▶ _Written request_
Reproduce the entire listing word for word.

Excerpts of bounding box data
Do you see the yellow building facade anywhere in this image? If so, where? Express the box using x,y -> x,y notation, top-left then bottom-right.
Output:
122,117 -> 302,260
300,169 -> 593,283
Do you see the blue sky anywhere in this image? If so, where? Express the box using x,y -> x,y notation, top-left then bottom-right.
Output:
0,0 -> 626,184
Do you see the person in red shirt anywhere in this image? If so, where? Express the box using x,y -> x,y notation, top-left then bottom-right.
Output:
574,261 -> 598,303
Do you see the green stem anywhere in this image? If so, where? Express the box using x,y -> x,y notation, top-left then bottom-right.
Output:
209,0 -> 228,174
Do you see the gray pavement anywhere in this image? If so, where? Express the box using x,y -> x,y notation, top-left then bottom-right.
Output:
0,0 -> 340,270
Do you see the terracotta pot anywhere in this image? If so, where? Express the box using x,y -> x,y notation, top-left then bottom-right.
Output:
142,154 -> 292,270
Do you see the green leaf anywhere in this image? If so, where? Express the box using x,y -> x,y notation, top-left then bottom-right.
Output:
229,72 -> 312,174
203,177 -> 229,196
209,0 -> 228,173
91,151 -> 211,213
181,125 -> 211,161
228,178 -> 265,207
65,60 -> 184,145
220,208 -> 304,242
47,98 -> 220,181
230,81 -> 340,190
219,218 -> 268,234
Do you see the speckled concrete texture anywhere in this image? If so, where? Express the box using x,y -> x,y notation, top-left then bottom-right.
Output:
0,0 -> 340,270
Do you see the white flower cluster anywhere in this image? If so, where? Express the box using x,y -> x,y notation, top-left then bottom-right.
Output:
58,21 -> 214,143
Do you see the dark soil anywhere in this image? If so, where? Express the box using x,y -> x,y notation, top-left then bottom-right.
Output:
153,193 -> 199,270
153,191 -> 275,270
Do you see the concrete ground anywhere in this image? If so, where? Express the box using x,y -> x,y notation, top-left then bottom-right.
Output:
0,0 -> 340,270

▶ _Response below_
Do you see the yellow building facade anywhere in this image? If so, where? Express the box using x,y -> x,y notation, top-left then bottom-right.
Output:
122,117 -> 302,260
300,169 -> 593,283
Do you see the blue sky anywhere in this image? If so, where? Express the box using x,y -> x,y notation, top-left then bottom-right.
Output:
0,0 -> 626,184
Do you see the person in red shirt anywhere in this image? If so, where? Express the box using x,y -> x,y notation, top-left then bottom-right.
Output:
574,261 -> 598,303
Do you see the green stem anywhere in this image? If so, where? Express the box using x,y -> x,y notation, top-left then bottom-right.
Output:
209,0 -> 228,174
Do you see the gray pavement anywhere in this image? If so, where? Express the box using x,y -> x,y notation, top-left then bottom-right.
Output:
0,0 -> 340,270
Do you see the terracotta pot anywhere in this image? If so, where? Express the box using x,y -> x,y notation, top-left then bottom-right.
Output:
142,154 -> 292,270
Do you see the green leaf anywhere in this image? If so, where? Express the box using x,y -> x,y notation, top-left then bottom-right.
Output:
229,72 -> 312,174
203,177 -> 229,196
209,0 -> 228,173
91,151 -> 211,213
181,125 -> 211,161
228,178 -> 265,207
65,60 -> 184,145
220,208 -> 304,242
47,98 -> 220,181
230,81 -> 340,190
219,218 -> 268,234
Do you see the speckled concrete texture anywhere in this image? If so, where? Express the box using x,y -> x,y notation, top-left then bottom-right.
Output:
0,0 -> 340,270
Do you see the white flower cluster anywhere in this image? If so, where? Express the box using x,y -> x,y notation, top-left then bottom-right.
Output:
58,21 -> 214,143
Do you see the dark soil anywhere in this image? If so, where? Express the box using x,y -> x,y notation, top-left then bottom-right.
Output:
153,193 -> 199,270
153,191 -> 275,270
Do you see the concrete ground anywhere in this image? If so, where? Express the box using x,y -> x,y notation, top-left then bottom-right.
Output:
0,0 -> 340,270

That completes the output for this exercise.